*Tasks and exercises*
- A) Answer these questions using the Economic Survey excerpt, one line each with matching labels:
(i) Which state's recent labour law changes does it cite as evidence?
(ii) For what kind of vehicles does it imagine an Indian city becoming a Detroit?
(iii) Which index does it say the government should make a priority to track?
- B) From the Economic Survey excerpt, list every way it proposes to reward or recognize top taxpayers.
- C) Carry on the Economic Survey excerpt, picking up after its final sentence.

*Source extract*
·····
Reforms needed in lower judiciary
The pendancy of cases at the lower judiciary level which leads to delay in contract enforcement is hampering India’s further growth on the ease of doing business index. The Survey advocated fixing this gap within the lower judiciary through various means like increasing the working hours, improving the administration of courts and using technology to speed up the clearance in India's lower judiciary.
VIP privileges for top taxpayers
In order to reward top tax payers of the country, the Survey recommended giving incentives like, expedited boarding privileges at airports, fast-lane privileges on roads and toll booths, special “diplomatic” type lanes at immigration counters, etc.
Over a decade, top taxpayers could be recognised by naming important buildings, monuments, roads after them, the survey proposed.
Creating a Detroit in India
While visualising creating a Detroit for electric vehicles in India, the Survey said, “EVs hold enormous potential for India not only because it is environment friendly but also because India can emerge as a hub of manufacturing of EVs generating employment and growth opportunities. It may not be unrealistic to visualise one of the Indian cities emerging as the Detroit of EVs in the future.”
Reduce uncertainty in economic policy
The Chief Economic Adviser urged policymakers to double down on their efforts to reduce the scope of any uncertainty in economic policy-making as it affects investor sentiment.
The survey said that tracking the economic policy uncertainty index should be a priority for the government.
On labour laws
The survey asserted that labour laws need to be eased to spur job growth. “Deregulating labour law restrictions can create significantly more jobs, as seen by the recent changes in Rajasthan when compared to the rest of the states,” the survey said.
·····
*Source excerpt*
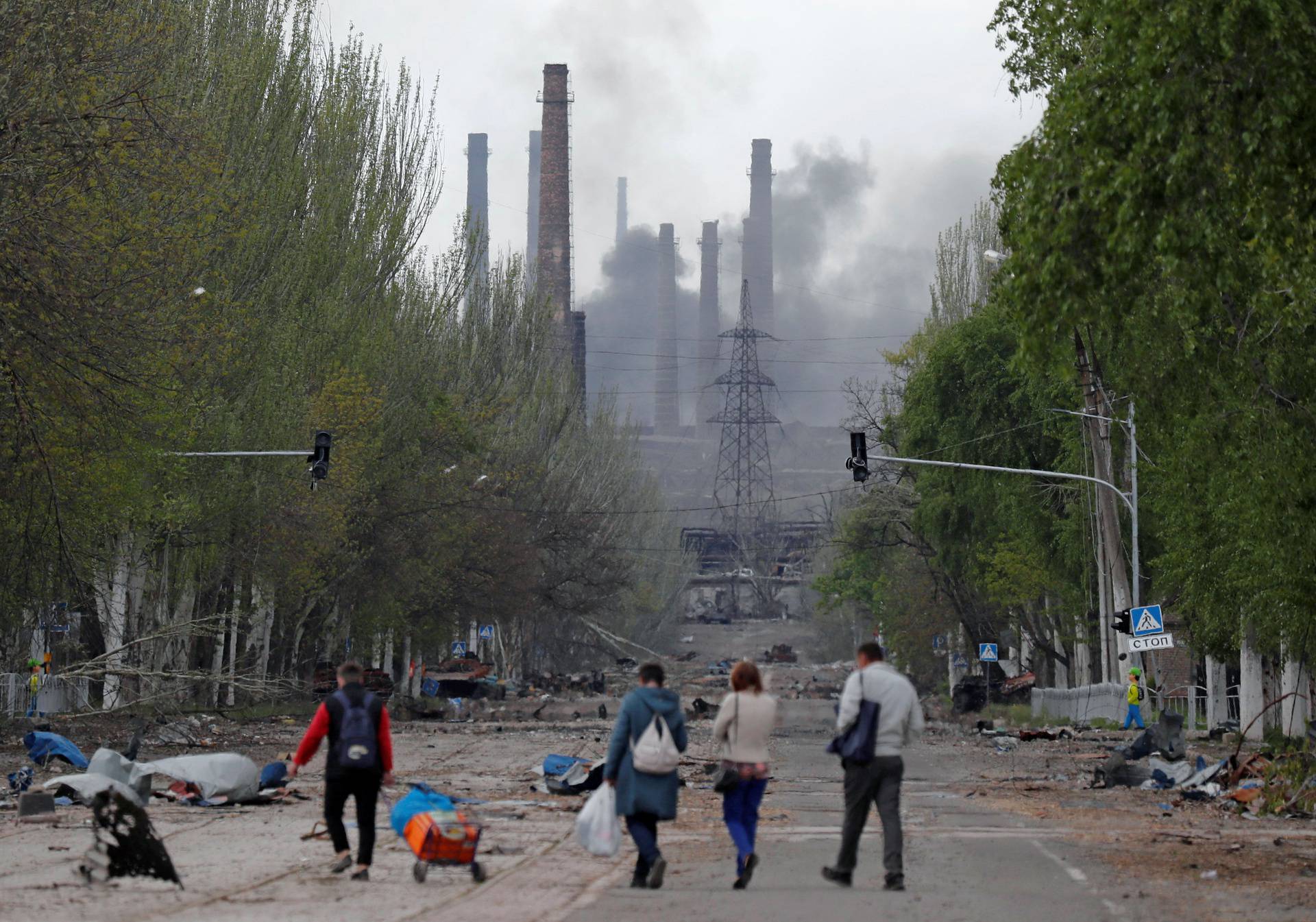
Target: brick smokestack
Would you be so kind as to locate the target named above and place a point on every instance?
·····
*Task-by-task answers*
- A)
(i) Rajasthan
(ii) Electric vehicles (EVs)
(iii) The economic policy uncertainty index

- B)
- Expedited boarding privileges at airports
- Fast-lane privileges on roads and toll booths
- Special "diplomatic" type lanes at immigration counters
- Naming important buildings, monuments, and roads after them

- C)
Foster growth of large firms
The survey asked the government to focus more on fostering the growth of large firms which employ more than 100 people, instead of focussing on smaller firms with less than 100 workers. The rationale behind the idea was that the share of smaller firms in overall job creation and prodcuctivity is negligible when compared to large firms which account for around 90 percent of overall productivity and three quarters of job creation.
Behavioural Economics an important pillar of policy making
While citing the example of voluntary giving up of gas subsidy in order to provide gas connection to poor households, Subramanian said that the scheme was a great example of the impact behavioural economics could have on the ground results. The survey, therefore, recommended taking insights from various government schemes which rely heavily on behavioural change. It also recommended setting up a “Behavioural Economics” unit in Niti Aayog and a “Behavioural Economics” audit for every government programme.
On data revolution
The survey recommended using public data to revolutionise development in the country. Noting that data is the new oil, the survey said that data should be made a public good.
Data “of the people, by the people, for the people” must become the mantra for the government, which needs to view data as a “public good” and make necessary investments, the survey said.